* EXERCISE: Reproduce the data below word for word, covering all of it, but leave out the pictures.

* DATA EXCERPTS:

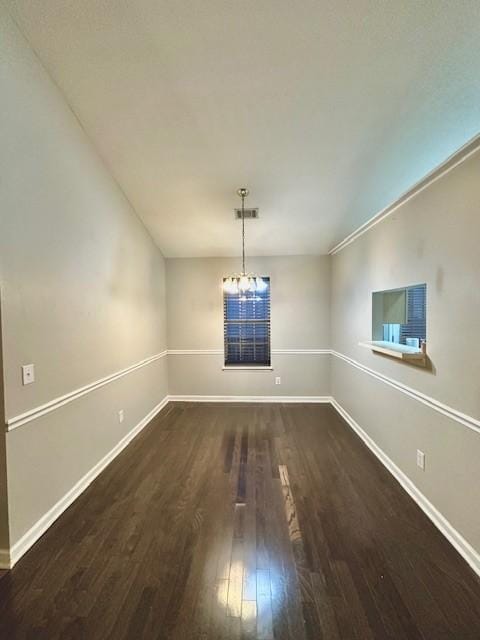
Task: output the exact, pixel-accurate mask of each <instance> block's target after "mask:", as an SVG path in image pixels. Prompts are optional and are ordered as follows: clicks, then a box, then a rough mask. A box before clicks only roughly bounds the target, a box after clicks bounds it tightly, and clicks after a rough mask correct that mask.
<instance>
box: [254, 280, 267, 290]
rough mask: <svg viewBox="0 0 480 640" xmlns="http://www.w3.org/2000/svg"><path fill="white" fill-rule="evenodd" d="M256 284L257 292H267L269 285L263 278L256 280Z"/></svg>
mask: <svg viewBox="0 0 480 640" xmlns="http://www.w3.org/2000/svg"><path fill="white" fill-rule="evenodd" d="M255 284H256V288H257V291H265V289H266V288H267V283H266V282H265V280H263V279H262V278H256V279H255Z"/></svg>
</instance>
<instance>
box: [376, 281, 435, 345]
mask: <svg viewBox="0 0 480 640" xmlns="http://www.w3.org/2000/svg"><path fill="white" fill-rule="evenodd" d="M372 318H373V331H372V334H373V335H372V337H373V340H381V341H385V342H393V343H397V344H403V345H406V346H408V347H414V348H417V349H418V348H420V346H421V343H422V341H424V340H426V339H427V285H426V284H419V285H414V286H412V287H405V288H404V289H394V290H391V291H378V292H375V293H374V294H373V313H372Z"/></svg>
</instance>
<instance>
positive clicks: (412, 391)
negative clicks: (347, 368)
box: [331, 350, 480, 433]
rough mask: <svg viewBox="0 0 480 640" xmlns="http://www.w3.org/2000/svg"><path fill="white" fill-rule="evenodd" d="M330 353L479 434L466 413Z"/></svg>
mask: <svg viewBox="0 0 480 640" xmlns="http://www.w3.org/2000/svg"><path fill="white" fill-rule="evenodd" d="M331 353H332V355H334V356H335V357H337V358H339V359H340V360H343V361H344V362H347V363H348V364H350V365H351V366H353V367H355V368H357V369H359V370H360V371H363V372H364V373H367V374H368V375H370V376H372V377H373V378H375V379H377V380H380V381H381V382H383V383H384V384H387V385H388V386H390V387H393V388H394V389H397V391H401V392H402V393H404V394H406V395H407V396H410V397H411V398H413V399H414V400H418V402H421V403H422V404H424V405H426V406H427V407H430V409H434V410H435V411H438V413H441V414H442V415H444V416H447V418H450V419H451V420H455V421H456V422H459V423H460V424H463V425H464V426H465V427H468V428H469V429H472V430H473V431H476V432H477V433H480V420H478V419H477V418H473V417H472V416H469V415H467V414H466V413H462V412H461V411H458V410H457V409H454V408H453V407H449V406H448V405H446V404H443V402H440V401H439V400H435V398H431V397H430V396H427V395H426V394H424V393H422V392H421V391H417V390H416V389H412V388H411V387H407V385H405V384H403V383H401V382H398V380H394V379H393V378H389V377H388V376H386V375H384V374H383V373H379V372H378V371H374V370H373V369H370V367H367V366H366V365H364V364H362V363H361V362H357V360H354V359H353V358H350V357H349V356H346V355H344V354H343V353H339V352H338V351H333V350H332V352H331Z"/></svg>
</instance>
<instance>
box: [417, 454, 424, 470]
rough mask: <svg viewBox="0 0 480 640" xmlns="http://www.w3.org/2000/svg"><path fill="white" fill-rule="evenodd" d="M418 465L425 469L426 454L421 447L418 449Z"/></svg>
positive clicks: (417, 466) (420, 468)
mask: <svg viewBox="0 0 480 640" xmlns="http://www.w3.org/2000/svg"><path fill="white" fill-rule="evenodd" d="M417 467H419V468H420V469H421V470H422V471H425V454H424V453H423V451H420V449H417Z"/></svg>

* OUTPUT:
Task: output the exact, pixel-accurate mask of each <instance> block's target after "mask:", as an SVG path in image pixels. Prompts are optional and are ordered as follows: clicks, then a box, then a rough mask. A box before clicks only roughly bounds the target, a box after clicks bounds it tightly, and clicks after a rough mask correct that mask.
<instance>
box: [254, 280, 267, 290]
rough mask: <svg viewBox="0 0 480 640" xmlns="http://www.w3.org/2000/svg"><path fill="white" fill-rule="evenodd" d="M256 284L257 292H267L269 285L263 278L256 280Z"/></svg>
mask: <svg viewBox="0 0 480 640" xmlns="http://www.w3.org/2000/svg"><path fill="white" fill-rule="evenodd" d="M255 284H256V288H257V291H265V289H266V288H267V283H266V282H265V280H263V279H262V278H256V279H255Z"/></svg>
</instance>
<instance>
box: [376, 281, 435, 345]
mask: <svg viewBox="0 0 480 640" xmlns="http://www.w3.org/2000/svg"><path fill="white" fill-rule="evenodd" d="M372 318H373V331H372V334H373V335H372V337H373V340H381V341H385V342H393V343H397V344H403V345H406V346H408V347H414V348H417V349H418V348H420V346H421V343H422V341H424V340H426V339H427V285H426V284H419V285H414V286H412V287H405V288H404V289H394V290H391V291H378V292H375V293H374V294H373V313H372Z"/></svg>
</instance>
<instance>
positive clicks: (412, 391)
negative clicks: (347, 368)
box: [331, 350, 480, 433]
rough mask: <svg viewBox="0 0 480 640" xmlns="http://www.w3.org/2000/svg"><path fill="white" fill-rule="evenodd" d="M330 353L479 434L466 413Z"/></svg>
mask: <svg viewBox="0 0 480 640" xmlns="http://www.w3.org/2000/svg"><path fill="white" fill-rule="evenodd" d="M331 353H332V355H334V356H335V357H337V358H339V359H340V360H343V361H344V362H347V363H348V364H350V365H351V366H353V367H355V368H357V369H359V370H360V371H363V372H364V373H367V374H368V375H370V376H372V377H373V378H375V379H377V380H380V381H381V382H383V383H384V384H387V385H388V386H390V387H393V388H394V389H397V391H401V392H402V393H404V394H406V395H407V396H410V397H411V398H413V399H414V400H418V402H421V403H422V404H424V405H426V406H427V407H430V409H434V410H435V411H438V413H441V414H442V415H444V416H447V418H450V419H451V420H455V421H456V422H459V423H460V424H463V425H464V426H465V427H468V428H469V429H472V430H473V431H476V432H477V433H480V420H478V419H477V418H473V417H472V416H469V415H467V414H466V413H462V412H461V411H458V410H457V409H454V408H453V407H449V406H448V405H446V404H443V402H440V401H439V400H435V398H431V397H430V396H427V395H426V394H424V393H422V392H421V391H417V390H416V389H412V388H411V387H407V385H405V384H403V383H401V382H398V380H394V379H393V378H389V377H388V376H386V375H384V374H383V373H379V372H378V371H374V370H373V369H370V367H367V366H366V365H364V364H362V363H361V362H357V360H354V359H353V358H350V357H349V356H346V355H344V354H343V353H339V352H338V351H333V350H332V352H331Z"/></svg>
</instance>
<instance>
box: [417, 454, 424, 470]
rough mask: <svg viewBox="0 0 480 640" xmlns="http://www.w3.org/2000/svg"><path fill="white" fill-rule="evenodd" d="M418 465L425 469L426 454L421 447L418 449Z"/></svg>
positive clicks: (417, 466) (420, 468)
mask: <svg viewBox="0 0 480 640" xmlns="http://www.w3.org/2000/svg"><path fill="white" fill-rule="evenodd" d="M417 467H419V468H420V469H421V470H422V471H425V454H424V453H423V451H420V449H417Z"/></svg>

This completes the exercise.